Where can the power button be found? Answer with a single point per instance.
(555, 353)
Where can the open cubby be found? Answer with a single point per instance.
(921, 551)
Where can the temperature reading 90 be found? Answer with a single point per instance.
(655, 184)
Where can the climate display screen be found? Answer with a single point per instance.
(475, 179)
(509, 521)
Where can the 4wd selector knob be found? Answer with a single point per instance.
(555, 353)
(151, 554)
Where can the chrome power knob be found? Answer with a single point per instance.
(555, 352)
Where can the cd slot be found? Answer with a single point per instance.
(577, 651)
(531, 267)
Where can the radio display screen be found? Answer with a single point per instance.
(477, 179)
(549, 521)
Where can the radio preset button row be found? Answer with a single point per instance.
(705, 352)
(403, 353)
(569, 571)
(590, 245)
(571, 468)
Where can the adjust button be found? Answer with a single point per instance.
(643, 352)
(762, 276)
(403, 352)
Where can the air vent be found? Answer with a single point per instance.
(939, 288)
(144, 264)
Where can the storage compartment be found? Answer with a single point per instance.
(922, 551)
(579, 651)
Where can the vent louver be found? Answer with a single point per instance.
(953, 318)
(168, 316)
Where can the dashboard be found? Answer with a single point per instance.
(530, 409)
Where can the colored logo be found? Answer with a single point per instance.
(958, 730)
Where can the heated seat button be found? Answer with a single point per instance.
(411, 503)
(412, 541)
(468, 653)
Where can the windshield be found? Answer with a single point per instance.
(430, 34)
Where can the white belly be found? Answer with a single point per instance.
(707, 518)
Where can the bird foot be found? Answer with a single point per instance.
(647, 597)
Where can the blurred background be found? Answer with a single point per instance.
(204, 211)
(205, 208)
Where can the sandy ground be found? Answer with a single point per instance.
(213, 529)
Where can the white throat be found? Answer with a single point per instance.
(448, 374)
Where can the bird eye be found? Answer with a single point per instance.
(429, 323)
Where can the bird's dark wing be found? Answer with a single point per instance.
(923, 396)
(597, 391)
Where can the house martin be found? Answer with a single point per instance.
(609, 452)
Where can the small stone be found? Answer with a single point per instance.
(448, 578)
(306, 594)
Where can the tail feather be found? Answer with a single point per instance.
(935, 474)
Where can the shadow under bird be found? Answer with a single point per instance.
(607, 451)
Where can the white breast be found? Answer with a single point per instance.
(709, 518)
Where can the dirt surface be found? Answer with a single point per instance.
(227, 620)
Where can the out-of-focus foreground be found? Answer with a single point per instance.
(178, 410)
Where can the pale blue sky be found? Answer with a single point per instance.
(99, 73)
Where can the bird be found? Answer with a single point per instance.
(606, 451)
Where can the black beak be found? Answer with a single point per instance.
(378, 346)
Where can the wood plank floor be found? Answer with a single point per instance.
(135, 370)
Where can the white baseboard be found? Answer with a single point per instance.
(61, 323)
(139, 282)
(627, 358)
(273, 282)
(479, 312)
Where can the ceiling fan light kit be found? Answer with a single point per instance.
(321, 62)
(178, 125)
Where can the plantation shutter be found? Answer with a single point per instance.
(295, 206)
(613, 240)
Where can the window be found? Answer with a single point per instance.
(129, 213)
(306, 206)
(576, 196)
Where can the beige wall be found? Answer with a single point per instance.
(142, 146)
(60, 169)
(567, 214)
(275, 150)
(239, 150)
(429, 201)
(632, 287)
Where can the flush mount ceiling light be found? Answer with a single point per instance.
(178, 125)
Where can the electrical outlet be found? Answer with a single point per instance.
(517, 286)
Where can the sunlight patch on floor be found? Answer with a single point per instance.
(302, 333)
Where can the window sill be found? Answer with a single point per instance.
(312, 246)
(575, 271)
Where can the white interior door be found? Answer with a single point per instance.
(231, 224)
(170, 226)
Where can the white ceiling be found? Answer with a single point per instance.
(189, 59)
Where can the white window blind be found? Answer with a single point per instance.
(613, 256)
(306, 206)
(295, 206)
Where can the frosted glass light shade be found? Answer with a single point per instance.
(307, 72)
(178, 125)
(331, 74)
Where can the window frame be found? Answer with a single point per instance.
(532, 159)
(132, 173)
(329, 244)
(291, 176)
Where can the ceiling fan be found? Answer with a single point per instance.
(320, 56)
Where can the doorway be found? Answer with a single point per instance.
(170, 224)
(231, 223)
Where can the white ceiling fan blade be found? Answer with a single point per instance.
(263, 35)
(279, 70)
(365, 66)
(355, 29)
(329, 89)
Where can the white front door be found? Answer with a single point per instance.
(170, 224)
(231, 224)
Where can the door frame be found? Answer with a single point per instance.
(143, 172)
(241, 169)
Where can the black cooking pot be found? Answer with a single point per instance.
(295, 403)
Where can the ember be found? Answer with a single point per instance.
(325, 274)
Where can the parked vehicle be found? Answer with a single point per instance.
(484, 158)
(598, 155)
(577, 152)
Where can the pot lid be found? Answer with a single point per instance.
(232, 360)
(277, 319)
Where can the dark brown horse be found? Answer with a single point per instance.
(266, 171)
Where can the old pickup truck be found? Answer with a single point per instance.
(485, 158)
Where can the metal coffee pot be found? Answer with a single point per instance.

::::

> **Problem to solve**
The full listing above should be restated word for word.

> **Response to this task**
Where can the power button be found? Answer with a single point per instance.
(555, 353)
Where can the open cubby be found? Answer with a single point per instance.
(921, 551)
Where can the temperature reading 90 be found? Answer with a single point per instance.
(655, 184)
Where can the climate display screen be found? Answer with a single point per instance.
(475, 179)
(509, 521)
Where can the 4wd selector knob be found? Answer with a single point per instance.
(555, 353)
(151, 554)
Where can the chrome power knob be found? Answer with a single point per instance.
(555, 352)
Where can the cd slot be found? Answer with a single point per instance.
(577, 651)
(531, 267)
Where can the radio display screen be found? Answer with a single point per instance.
(477, 179)
(549, 521)
Where can the radio preset button row be found? Answer with a single point per instance.
(705, 352)
(403, 353)
(569, 571)
(590, 245)
(571, 468)
Where can the adjust button be found? Answer with a single point per instance.
(643, 352)
(762, 276)
(403, 352)
Where can the air vent be found? Answer with a single point per instance.
(939, 288)
(144, 264)
Where can the storage compartment be found? Answer with a single point per instance.
(922, 551)
(579, 651)
Where can the vent louver be found? Answer with a single point per instance.
(953, 318)
(168, 316)
Where can the dashboard be found? Answer with a single point per instance.
(530, 409)
Where can the colored logo be found? Answer with a single point per instance.
(958, 730)
Where can the heated seat button be found? Answer with a single point per instance.
(411, 503)
(412, 541)
(468, 653)
Where can the windshield be found? Answer with a single point per instance.
(430, 34)
Where can the white belly be found? Answer with a single point per instance.
(707, 518)
Where can the bird foot be found? Answer with a single point per instance.
(647, 597)
Where can the blurred background be found? Answer with a single point per instance.
(204, 211)
(205, 208)
Where can the sandy ground be found? Answer with a single point per instance.
(213, 529)
Where can the white throat be found? Answer with a single point per instance.
(448, 374)
Where can the bird eye be found? Answer with a single point per instance.
(429, 323)
Where can the bird's dark wing be found? Answer with a single point per instance.
(923, 396)
(597, 391)
Where can the house martin be found? Answer with a single point per instance.
(609, 452)
Where can the small stone be found? Answer with a single point per instance.
(448, 578)
(306, 594)
Where can the tail feather be found? Answer with a single point per instance.
(935, 474)
Where can the shadow under bird be found? Answer with a single point per instance.
(607, 451)
Where can the white breast be found? Answer with a single point per instance.
(709, 518)
Where can the dirt surface be found? Answer with a single point per instance.
(227, 620)
Where can the out-of-focus foreground be found? Answer with a single point per instance.
(178, 410)
Where can the pale blue sky be found? Answer with a single point per instance.
(99, 73)
Where can the bird be found? Answer with a single point per instance.
(606, 451)
Where can the black beak be found? Answer with a single point per instance.
(378, 346)
Where can the wood plank floor be found? Answer with a single point per instance.
(135, 370)
Where can the white baseboard be found? Answer with a single point per instance.
(61, 323)
(139, 282)
(627, 358)
(273, 282)
(479, 312)
Where can the ceiling fan light kit be found? Answer with a single point per instance.
(321, 62)
(178, 125)
Where can the plantation shutter be found? Answer with a single point per instance.
(295, 206)
(613, 240)
Where can the window be found? Answer with a single point per instance.
(129, 213)
(306, 206)
(576, 196)
Where can the beige wall be found? Answer with a single point per instance.
(142, 146)
(60, 169)
(567, 214)
(275, 150)
(239, 150)
(429, 201)
(632, 287)
Where can the flush mount ceiling light be found? Answer with a single point per instance.
(178, 125)
Where can the electrical outlet be found? Answer with a single point per instance.
(517, 286)
Where can the sunlight patch on floor be found? Answer with a single point per instance.
(302, 333)
Where can the window sill be found? Answer with a single point per instance.
(312, 246)
(575, 271)
Where can the white interior door be found? Answer with a single point per instance.
(231, 224)
(170, 226)
Where can the white ceiling be found? Answer with a single point per instance.
(189, 59)
Where can the white window blind be found? Answer with a single point per instance.
(613, 256)
(306, 206)
(295, 206)
Where can the frosted glass light shade be found? Answer with a single point per instance.
(307, 72)
(178, 125)
(331, 74)
Where can the window frame be found? Answer with a single point per instance.
(532, 159)
(132, 173)
(329, 244)
(291, 176)
Where can the ceiling fan be found? Answer with a single point per instance.
(320, 56)
Where can the doorway be found? Answer with a single point per instance.
(170, 224)
(231, 223)
Where can the white ceiling fan blade be found? Answer with a single point per instance.
(263, 35)
(279, 70)
(365, 66)
(355, 29)
(329, 89)
Where can the white front door be found? Answer with a single point per instance.
(170, 224)
(231, 224)
Where can the door frame be found? Answer with a single point per instance.
(143, 172)
(241, 169)
Where can the black cooking pot be found? Answer with a single point per instance.
(295, 403)
Where can the ember be found? Answer with a single point per instance.
(325, 274)
Where can the parked vehicle be found? Answer with a single point per instance.
(484, 158)
(598, 155)
(577, 152)
Where can the pot lid be found? Answer with a single point per instance.
(232, 360)
(277, 319)
Where can the dark brown horse be found? Answer with a single point per instance.
(266, 171)
Where can the old pickup truck be found? Answer with a single point per instance.
(485, 158)
Where can the metal coffee pot be found? Answer with a single point per instance.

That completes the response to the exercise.